● **Given exercise 1**
Rescale the listing below from its first line through the line holding "[[195, 140]]", inclusive: reproduce those lines, requests included, with every answer coordinate multiplied by 0.75 and rounded to a whole number (halves up), and leave the numbers in the requests and their format samples unchanged. Omit the pictures from your answer.

● **Passage provided**
Included in the show were drawings, models and large-scale sculptures. The artist used kapok-stuffed muslin, vinyl and canvas for his soft sculptures; wood, aluminum, lead and plastic for the hard. Oldenburg’s genius has always been to generalize form, allowing the specific identities of his objects—even the most familiar of them—to admit a multitude of interpretations. The Fagends, a term describing crushed cigarette butts, can have a priapic character. In its hard version, the Light Switch resembles a face; in its soft version, made of shiny vinyl, it may look like a female torso. Over the years, Oldenburg’s objects have mutated and combined with one another, altogether constituting a family of images.

Claes Oldenburg: Proposal for a Facade for the Museum of Contemporary Art, Chicago, in the Shape of a Geometric Mouse, 1967, crayon and watercolor on paper, 10½ by 16¼ inches.

It became readily apparent in our discussions that Oldenburg accorded a special importance to the Geometric Mouse. We have talked about the mouse for many years, both at that time and in a series of interviews that took place after I moved to New York in 1990.1 The Geometric Mouse, sometimes termed the Analytical Mouse, was the most abstract of all the motifs in the Walker exhibition.2 Its basic form is two large circles attached to a rectangle, but it came to resemble many different things, having connections to objects in other categories. For example, its eyes might be seen as a reiteration of the vertical slots in Three-Way Plug, itself suggesting a face. The mouse is more symbolic than many of Oldenburg’s motifs, which tend to represent functional objects, sometimes associated with past times. Unlike the other motifs in the Walker show, so rooted in quaint domesticity—objects around the house, the office and the playground—the mouse had an independent, complex relationship to Oldenburg’s other imagery. Its earliest appearance, as just a head, took the form of a large soft mask worn by participants in a 1965 Oldenburg performance titled Moveyhouse.

Claes Oldenburg: Geometric Mouse, Scale C, 1971, painted aluminum and brass chains, approx. 24¼ by 20 by 9 inches.

● **Information provided**
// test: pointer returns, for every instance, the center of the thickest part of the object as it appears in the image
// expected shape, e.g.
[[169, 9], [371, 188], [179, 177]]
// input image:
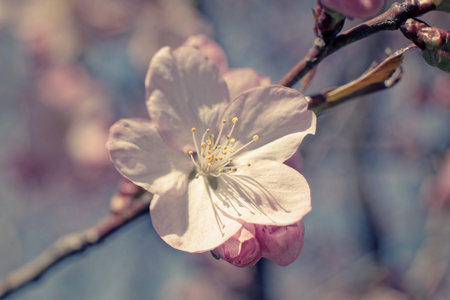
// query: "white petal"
[[190, 222], [139, 153], [278, 115], [184, 90], [267, 193]]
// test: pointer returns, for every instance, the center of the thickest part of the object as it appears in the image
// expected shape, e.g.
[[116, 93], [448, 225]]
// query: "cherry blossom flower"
[[211, 163], [355, 8]]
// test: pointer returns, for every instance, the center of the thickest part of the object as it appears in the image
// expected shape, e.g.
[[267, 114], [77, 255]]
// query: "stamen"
[[195, 140]]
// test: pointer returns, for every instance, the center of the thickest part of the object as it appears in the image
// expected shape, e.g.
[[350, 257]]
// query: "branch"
[[72, 244], [392, 19]]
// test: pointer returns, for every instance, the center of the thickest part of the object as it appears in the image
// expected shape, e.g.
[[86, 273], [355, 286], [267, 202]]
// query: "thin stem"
[[72, 244], [392, 19]]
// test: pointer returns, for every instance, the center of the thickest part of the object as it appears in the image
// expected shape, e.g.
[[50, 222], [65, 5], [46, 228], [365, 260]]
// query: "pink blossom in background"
[[355, 8], [209, 176], [242, 249], [281, 244]]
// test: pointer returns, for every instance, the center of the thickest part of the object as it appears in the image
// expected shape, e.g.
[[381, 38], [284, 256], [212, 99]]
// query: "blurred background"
[[378, 166]]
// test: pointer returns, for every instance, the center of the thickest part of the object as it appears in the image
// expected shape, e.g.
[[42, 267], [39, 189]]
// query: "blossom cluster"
[[216, 164]]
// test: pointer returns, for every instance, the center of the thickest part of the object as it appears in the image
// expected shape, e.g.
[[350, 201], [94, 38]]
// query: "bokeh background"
[[378, 167]]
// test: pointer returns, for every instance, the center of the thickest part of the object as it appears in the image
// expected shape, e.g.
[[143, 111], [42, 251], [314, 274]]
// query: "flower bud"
[[355, 8], [281, 244], [242, 249], [328, 22], [442, 5], [434, 42]]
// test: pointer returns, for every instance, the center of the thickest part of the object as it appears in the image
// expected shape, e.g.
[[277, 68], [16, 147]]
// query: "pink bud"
[[355, 8], [281, 244], [242, 249]]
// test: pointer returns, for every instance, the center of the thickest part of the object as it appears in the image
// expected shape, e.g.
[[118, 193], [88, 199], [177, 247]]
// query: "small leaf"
[[378, 74]]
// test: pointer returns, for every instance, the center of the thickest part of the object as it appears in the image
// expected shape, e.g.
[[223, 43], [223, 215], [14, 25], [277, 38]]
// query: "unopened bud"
[[434, 42], [328, 22], [355, 8]]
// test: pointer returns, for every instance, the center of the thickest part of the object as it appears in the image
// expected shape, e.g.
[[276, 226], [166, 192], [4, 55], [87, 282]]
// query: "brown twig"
[[72, 244], [392, 19]]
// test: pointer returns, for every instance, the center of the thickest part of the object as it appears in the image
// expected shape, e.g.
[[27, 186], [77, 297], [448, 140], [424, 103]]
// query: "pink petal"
[[278, 115], [287, 257], [139, 154], [267, 193], [241, 80], [184, 90], [210, 48], [189, 222]]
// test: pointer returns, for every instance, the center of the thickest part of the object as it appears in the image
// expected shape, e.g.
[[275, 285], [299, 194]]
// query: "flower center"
[[212, 159]]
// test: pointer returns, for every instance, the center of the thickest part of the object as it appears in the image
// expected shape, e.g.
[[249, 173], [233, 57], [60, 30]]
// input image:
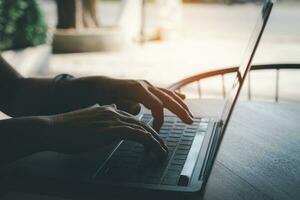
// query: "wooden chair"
[[199, 78]]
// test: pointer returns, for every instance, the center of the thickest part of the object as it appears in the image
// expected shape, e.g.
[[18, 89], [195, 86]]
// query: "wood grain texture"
[[262, 148]]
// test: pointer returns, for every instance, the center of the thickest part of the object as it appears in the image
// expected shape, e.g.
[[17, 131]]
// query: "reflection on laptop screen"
[[246, 62]]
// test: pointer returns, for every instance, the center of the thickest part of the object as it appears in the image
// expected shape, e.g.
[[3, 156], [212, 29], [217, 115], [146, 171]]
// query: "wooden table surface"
[[259, 157]]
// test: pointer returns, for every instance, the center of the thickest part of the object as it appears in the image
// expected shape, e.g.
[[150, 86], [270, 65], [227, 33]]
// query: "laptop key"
[[170, 180]]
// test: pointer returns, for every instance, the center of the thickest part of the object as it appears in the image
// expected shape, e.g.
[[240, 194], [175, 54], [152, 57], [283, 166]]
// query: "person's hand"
[[156, 99], [127, 94], [97, 126]]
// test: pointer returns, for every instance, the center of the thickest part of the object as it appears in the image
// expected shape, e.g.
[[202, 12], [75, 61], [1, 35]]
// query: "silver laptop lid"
[[246, 63]]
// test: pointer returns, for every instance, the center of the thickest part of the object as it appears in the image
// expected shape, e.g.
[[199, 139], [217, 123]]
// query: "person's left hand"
[[127, 94]]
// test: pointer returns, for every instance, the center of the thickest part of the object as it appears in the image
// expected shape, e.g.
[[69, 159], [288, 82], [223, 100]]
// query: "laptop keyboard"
[[132, 163]]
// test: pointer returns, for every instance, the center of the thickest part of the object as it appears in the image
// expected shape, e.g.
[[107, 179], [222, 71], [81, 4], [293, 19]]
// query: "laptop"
[[192, 148]]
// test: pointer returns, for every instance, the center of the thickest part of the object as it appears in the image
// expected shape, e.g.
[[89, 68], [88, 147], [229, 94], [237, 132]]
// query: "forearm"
[[20, 137], [37, 96]]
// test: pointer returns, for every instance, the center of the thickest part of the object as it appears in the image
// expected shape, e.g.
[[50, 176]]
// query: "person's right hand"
[[97, 126]]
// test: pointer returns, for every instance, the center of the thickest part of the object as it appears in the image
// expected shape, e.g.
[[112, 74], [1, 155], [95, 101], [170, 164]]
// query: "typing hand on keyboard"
[[97, 126]]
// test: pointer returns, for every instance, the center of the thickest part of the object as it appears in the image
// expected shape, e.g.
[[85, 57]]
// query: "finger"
[[175, 95], [153, 103], [127, 118], [141, 136], [172, 105], [129, 106], [182, 96]]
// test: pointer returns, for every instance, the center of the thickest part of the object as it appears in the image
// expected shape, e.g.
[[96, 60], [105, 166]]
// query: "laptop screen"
[[245, 66]]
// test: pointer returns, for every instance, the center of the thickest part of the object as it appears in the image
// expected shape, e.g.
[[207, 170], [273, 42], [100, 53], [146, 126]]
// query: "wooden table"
[[259, 156]]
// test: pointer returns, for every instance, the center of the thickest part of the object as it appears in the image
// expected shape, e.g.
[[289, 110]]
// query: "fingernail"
[[191, 114]]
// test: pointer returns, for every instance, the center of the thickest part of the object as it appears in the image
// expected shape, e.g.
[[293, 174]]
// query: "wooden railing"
[[222, 72]]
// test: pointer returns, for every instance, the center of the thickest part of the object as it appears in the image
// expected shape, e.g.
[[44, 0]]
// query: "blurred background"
[[162, 41]]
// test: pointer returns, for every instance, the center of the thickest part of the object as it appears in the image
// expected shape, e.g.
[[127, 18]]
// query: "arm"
[[20, 137], [22, 96], [32, 96], [74, 132]]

● **Given exercise 2**
Quote the Oldenburg passage above between "Included in the" and "by 16¼ inches.", inclusive.

● **Result 1**
// test: pointer returns, for every instance, the center of the thickest part of the object as it appears in the image
// expected shape, e.g.
[[169, 9], [371, 188], [179, 177]]
// input image:
// query: "white petal"
[[143, 167], [104, 115], [209, 86], [138, 68], [200, 145]]
// test: pointer returns, for every instance, the center of the thickest part of the object as it appears in the image
// expected shape, e.g.
[[116, 93], [448, 225]]
// query: "cherry blossom flower"
[[158, 122], [266, 6]]
// test: pointer returns, for every instance, the center of the thickest part of the object as it appears in the image
// expected shape, e.g.
[[267, 114], [77, 255]]
// query: "stamen"
[[146, 105]]

● **Result 2**
Included in the show were drawings, models and large-scale sculptures. The artist used kapok-stuffed muslin, vinyl and canvas for his soft sculptures; wood, aluminum, lead and plastic for the hard. Oldenburg’s genius has always been to generalize form, allowing the specific identities of his objects—even the most familiar of them—to admit a multitude of interpretations. The Fagends, a term describing crushed cigarette butts, can have a priapic character. In its hard version, the Light Switch resembles a face; in its soft version, made of shiny vinyl, it may look like a female torso. Over the years, Oldenburg’s objects have mutated and combined with one another, altogether constituting a family of images.

Claes Oldenburg: Proposal for a Facade for the Museum of Contemporary Art, Chicago, in the Shape of a Geometric Mouse, 1967, crayon and watercolor on paper, 10½ by 16¼ inches.